- _INSTRUCTIONS TO FOLLOW_: Show, in full, each line of the data that contains "rough".

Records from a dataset
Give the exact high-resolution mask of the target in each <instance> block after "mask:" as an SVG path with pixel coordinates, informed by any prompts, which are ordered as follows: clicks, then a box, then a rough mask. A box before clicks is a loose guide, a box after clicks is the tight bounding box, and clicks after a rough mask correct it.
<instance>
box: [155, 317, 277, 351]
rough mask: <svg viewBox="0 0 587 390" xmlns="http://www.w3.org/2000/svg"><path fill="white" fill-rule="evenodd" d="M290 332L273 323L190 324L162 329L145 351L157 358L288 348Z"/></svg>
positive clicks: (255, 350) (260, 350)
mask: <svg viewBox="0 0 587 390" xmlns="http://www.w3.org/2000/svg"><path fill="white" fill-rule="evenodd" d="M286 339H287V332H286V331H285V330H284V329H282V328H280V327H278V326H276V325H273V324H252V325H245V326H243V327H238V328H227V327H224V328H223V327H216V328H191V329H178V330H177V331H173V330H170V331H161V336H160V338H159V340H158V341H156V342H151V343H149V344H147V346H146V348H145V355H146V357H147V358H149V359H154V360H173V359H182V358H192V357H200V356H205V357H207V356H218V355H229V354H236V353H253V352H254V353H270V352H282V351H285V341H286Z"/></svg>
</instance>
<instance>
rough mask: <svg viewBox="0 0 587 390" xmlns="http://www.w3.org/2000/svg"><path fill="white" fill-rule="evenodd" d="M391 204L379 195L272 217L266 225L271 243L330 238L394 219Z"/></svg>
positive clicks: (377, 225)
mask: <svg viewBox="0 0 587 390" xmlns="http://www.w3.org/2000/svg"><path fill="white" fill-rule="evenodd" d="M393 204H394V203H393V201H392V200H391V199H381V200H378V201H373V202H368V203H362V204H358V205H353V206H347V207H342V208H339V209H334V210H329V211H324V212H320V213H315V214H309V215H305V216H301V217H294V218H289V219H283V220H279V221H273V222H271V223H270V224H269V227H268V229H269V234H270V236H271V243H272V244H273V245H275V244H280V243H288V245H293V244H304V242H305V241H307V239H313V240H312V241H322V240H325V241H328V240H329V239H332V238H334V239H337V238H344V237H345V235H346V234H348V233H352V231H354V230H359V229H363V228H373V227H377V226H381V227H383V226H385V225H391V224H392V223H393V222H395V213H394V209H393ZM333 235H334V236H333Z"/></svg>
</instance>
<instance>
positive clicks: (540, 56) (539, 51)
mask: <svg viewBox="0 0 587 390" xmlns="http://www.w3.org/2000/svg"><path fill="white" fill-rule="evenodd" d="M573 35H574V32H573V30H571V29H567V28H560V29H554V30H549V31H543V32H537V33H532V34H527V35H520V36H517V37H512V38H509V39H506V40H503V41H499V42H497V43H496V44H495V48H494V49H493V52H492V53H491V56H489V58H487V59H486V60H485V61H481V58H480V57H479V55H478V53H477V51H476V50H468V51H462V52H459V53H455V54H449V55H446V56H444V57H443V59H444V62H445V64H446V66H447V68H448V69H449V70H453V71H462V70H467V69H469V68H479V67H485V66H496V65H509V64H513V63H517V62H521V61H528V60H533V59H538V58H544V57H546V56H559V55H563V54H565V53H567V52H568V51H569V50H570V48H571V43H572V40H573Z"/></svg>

- _WRITTEN RESPONSE_:
Give the exact high-resolution mask of the target in each <instance> block after "mask:" as an SVG path with pixel coordinates, informed by any prompts, which are ordered as follows: clicks, then a box, then a rough mask. A box before clicks is a loose guide, a box after clicks is the tight bounding box, and clicks after a rough mask correct it.
rough mask: <svg viewBox="0 0 587 390" xmlns="http://www.w3.org/2000/svg"><path fill="white" fill-rule="evenodd" d="M290 332L273 323L190 324L162 329L145 351L157 358L288 348Z"/></svg>
rough mask: <svg viewBox="0 0 587 390" xmlns="http://www.w3.org/2000/svg"><path fill="white" fill-rule="evenodd" d="M391 204L379 195L272 217L266 225L271 243L330 238L394 219Z"/></svg>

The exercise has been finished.